# What you should do
For the entries below, the result should be an exact transcription of the lines from the one with "# pick out one point per instance of the green leaf;" up to and including the one with "pixel 279 599", and only those.

(Records excerpted from a collection)
# # # # # # #

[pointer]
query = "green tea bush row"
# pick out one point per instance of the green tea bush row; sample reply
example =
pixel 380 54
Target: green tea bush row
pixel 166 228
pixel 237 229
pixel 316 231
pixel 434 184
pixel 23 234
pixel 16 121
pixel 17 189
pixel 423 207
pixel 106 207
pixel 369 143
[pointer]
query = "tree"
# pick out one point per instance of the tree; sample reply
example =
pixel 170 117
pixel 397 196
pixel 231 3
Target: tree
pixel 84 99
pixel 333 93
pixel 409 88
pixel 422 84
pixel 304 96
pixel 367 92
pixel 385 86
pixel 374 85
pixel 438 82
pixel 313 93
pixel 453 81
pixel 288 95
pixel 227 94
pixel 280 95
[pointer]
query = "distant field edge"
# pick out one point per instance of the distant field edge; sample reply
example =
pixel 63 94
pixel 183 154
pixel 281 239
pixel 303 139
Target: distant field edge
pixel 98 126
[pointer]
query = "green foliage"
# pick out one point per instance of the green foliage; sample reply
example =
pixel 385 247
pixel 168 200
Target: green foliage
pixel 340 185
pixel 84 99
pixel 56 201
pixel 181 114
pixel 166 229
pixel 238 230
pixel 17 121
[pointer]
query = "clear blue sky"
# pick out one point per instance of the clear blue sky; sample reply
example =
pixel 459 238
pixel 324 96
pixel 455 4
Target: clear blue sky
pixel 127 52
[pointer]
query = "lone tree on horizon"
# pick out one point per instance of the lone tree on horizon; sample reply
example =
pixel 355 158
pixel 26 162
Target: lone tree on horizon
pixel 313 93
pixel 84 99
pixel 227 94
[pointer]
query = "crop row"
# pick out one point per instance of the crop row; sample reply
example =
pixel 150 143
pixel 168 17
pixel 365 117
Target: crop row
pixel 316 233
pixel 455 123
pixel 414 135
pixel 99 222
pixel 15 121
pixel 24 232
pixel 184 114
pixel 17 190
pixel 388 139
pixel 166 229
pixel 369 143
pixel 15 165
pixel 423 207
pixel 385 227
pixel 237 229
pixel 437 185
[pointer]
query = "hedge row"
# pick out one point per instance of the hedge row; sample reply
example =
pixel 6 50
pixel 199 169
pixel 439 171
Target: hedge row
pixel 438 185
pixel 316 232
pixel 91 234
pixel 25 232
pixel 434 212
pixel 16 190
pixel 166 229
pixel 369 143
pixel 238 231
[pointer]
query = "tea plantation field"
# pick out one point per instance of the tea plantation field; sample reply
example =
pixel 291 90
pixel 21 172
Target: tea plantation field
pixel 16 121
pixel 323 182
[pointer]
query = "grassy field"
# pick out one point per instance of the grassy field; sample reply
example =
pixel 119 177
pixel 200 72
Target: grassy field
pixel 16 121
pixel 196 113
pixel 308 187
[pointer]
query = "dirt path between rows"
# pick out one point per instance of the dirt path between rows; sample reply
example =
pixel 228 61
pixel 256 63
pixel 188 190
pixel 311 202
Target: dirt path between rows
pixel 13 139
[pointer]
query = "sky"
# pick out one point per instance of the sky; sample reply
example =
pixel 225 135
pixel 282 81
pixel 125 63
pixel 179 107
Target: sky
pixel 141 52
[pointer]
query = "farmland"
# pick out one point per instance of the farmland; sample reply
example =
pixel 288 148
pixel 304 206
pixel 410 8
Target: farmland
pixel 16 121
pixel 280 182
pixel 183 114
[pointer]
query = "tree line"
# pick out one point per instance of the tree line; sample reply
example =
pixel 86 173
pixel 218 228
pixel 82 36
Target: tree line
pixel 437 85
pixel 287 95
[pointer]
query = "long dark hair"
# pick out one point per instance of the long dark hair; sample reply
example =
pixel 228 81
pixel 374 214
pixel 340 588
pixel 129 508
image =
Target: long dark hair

# # # # # # #

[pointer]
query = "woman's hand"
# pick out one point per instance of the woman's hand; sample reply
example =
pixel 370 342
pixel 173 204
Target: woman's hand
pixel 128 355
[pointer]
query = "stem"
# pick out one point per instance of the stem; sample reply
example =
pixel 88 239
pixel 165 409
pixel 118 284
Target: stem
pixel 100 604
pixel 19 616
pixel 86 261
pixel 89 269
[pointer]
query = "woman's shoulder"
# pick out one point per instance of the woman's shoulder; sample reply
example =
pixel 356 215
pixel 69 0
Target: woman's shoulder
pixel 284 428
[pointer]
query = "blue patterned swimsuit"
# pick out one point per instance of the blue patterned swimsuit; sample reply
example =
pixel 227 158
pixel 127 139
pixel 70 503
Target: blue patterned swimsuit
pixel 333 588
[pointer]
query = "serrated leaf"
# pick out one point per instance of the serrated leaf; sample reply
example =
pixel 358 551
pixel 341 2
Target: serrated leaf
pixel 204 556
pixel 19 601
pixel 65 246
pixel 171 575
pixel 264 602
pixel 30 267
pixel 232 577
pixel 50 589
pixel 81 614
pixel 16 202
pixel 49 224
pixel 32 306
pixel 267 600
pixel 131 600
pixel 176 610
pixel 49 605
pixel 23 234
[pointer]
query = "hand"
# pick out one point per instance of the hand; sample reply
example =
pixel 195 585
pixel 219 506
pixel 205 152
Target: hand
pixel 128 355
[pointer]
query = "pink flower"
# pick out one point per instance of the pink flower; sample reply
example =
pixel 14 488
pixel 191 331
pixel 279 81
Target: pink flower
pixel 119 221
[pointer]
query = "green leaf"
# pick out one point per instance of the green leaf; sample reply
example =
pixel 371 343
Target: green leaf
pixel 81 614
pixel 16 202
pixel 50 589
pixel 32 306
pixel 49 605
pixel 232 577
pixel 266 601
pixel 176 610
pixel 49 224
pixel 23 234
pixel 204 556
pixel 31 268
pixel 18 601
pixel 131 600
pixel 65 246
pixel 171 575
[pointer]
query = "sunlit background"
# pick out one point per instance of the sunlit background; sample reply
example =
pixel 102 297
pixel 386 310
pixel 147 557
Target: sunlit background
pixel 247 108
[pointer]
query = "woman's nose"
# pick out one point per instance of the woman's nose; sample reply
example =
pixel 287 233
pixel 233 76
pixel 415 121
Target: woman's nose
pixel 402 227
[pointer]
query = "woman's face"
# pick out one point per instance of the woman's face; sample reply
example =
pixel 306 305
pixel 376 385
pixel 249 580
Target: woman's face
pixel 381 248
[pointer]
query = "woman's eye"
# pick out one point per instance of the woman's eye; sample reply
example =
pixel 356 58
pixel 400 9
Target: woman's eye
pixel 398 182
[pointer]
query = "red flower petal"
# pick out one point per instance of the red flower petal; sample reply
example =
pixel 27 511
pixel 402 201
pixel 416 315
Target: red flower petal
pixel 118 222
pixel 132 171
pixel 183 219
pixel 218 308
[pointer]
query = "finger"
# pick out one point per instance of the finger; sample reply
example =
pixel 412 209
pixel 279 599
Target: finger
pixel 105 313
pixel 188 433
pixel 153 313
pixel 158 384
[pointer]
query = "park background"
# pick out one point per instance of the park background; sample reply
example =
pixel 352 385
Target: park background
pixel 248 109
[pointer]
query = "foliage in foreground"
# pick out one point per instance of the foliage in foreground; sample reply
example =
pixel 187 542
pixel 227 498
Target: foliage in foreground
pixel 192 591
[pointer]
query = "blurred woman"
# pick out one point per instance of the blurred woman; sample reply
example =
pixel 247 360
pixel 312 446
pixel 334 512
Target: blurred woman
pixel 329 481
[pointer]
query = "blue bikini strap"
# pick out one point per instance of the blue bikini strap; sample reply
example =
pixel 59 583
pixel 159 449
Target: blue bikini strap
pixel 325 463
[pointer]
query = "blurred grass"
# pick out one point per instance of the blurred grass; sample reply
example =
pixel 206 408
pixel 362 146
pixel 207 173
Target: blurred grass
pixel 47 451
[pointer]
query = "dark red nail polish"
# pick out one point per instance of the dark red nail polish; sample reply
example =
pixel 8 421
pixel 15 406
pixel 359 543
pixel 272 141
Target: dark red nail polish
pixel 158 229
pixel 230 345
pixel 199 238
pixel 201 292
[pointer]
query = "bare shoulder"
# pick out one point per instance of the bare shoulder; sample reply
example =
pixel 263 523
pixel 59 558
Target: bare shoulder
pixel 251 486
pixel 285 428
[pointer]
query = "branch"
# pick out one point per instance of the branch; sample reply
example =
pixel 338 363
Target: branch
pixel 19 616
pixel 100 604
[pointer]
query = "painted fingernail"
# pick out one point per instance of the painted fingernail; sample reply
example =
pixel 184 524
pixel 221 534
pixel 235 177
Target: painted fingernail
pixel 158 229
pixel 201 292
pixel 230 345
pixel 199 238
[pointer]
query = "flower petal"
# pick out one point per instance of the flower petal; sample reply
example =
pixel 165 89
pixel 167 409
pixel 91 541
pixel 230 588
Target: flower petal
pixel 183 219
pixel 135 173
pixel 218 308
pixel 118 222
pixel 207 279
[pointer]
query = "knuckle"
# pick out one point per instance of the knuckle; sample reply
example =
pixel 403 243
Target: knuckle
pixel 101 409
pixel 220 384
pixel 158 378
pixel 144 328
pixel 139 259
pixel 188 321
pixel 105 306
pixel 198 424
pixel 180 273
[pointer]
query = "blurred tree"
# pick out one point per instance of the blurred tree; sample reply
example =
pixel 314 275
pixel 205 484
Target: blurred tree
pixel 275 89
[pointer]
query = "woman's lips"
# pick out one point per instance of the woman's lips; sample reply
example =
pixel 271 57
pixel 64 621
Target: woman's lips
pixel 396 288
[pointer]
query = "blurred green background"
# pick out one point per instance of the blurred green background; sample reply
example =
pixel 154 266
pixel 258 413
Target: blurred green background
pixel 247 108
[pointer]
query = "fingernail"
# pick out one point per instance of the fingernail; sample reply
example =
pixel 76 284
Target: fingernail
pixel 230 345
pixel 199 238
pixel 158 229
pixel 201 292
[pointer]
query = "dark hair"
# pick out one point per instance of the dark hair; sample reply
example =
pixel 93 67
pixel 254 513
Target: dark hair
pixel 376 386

# # # # # # #

# Response area
# pick out one point per instance of the green leaf; sample reply
example =
pixel 371 343
Target: green leaf
pixel 81 614
pixel 16 202
pixel 50 589
pixel 32 306
pixel 49 605
pixel 232 577
pixel 266 601
pixel 176 610
pixel 49 224
pixel 23 234
pixel 204 556
pixel 31 268
pixel 18 601
pixel 131 600
pixel 65 246
pixel 171 575
[pointer]
query = "sunlit background"
# pick out one point per instance of the sunlit background; sample reply
example =
pixel 102 297
pixel 386 310
pixel 147 557
Target: sunlit background
pixel 247 108
[pointer]
query = "woman's nose"
# pick out one point per instance of the woman's nose; sample reply
example =
pixel 287 233
pixel 233 76
pixel 415 121
Target: woman's nose
pixel 402 227
[pointer]
query = "woman's face"
# pick out one point per instance of the woman's face; sample reply
example =
pixel 306 305
pixel 376 385
pixel 249 580
Target: woman's face
pixel 381 248
[pointer]
query = "woman's eye"
# pick out one point per instance of the woman's eye; sample reply
example =
pixel 356 58
pixel 400 9
Target: woman's eye
pixel 398 182
[pointer]
query = "red flower petal"
# pick out one point per instance of the red flower petal; sample reply
example =
pixel 27 511
pixel 402 201
pixel 416 315
Target: red flower petal
pixel 118 222
pixel 132 171
pixel 183 219
pixel 218 308
[pointer]
query = "finger"
# pick out one point per instance of the finger; sample reply
example =
pixel 412 209
pixel 279 599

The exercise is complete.